Stored records:
..............................

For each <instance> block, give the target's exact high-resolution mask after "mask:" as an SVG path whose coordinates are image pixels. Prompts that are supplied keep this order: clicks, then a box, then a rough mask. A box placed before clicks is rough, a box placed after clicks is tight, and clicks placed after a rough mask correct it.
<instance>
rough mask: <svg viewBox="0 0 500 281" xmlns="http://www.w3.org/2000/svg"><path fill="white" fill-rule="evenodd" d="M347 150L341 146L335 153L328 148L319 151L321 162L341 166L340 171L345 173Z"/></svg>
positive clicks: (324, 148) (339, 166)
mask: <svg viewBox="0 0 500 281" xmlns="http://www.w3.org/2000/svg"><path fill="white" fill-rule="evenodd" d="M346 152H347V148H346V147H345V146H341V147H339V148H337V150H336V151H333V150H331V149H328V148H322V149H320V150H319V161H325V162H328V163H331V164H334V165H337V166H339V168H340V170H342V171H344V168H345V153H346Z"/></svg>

..............................

Search the data for "instance" and list every line in which it occurs.

For each <instance> block, give the target's exact high-resolution mask after "mask:" as an SVG path whose coordinates are image pixels. Prompts that are supplied keep this order: clicks, then a box, then a rough mask. A box placed before clicks is rough, a box placed after clicks is tight, and clicks placed after a rough mask correct it.
<instance>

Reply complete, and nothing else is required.